Stored items
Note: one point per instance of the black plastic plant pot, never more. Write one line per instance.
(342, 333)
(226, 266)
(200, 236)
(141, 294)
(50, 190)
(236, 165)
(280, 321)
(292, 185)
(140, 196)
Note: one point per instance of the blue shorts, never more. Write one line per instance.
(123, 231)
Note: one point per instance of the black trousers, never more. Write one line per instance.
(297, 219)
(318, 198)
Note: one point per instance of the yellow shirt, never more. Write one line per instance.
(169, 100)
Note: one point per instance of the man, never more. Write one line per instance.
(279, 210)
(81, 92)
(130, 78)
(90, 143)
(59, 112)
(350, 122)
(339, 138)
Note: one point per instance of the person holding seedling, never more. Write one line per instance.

**Work to do:**
Extract every row above verbatim, one line for each, without altering anything.

**Solution below:**
Note: one point per instance of the black plastic plant pot, never more. Write one line per instance.
(342, 333)
(226, 266)
(200, 236)
(141, 294)
(50, 190)
(236, 165)
(280, 321)
(292, 185)
(140, 196)
Note: one point per instance of the blue shorts, never more. Write one line per instance.
(123, 231)
Note: one point per instance of the black trousers, never more. Write one line per instance.
(297, 219)
(318, 198)
Note: one point per instance of the yellow shirt, never more. Write one line per instance.
(169, 100)
Note: one point per instance of the man, never more. Write one line per instance.
(279, 210)
(81, 92)
(130, 78)
(90, 143)
(59, 112)
(350, 122)
(339, 138)
Note: one point per instance of the person holding seedling, never more. Write one line per instance.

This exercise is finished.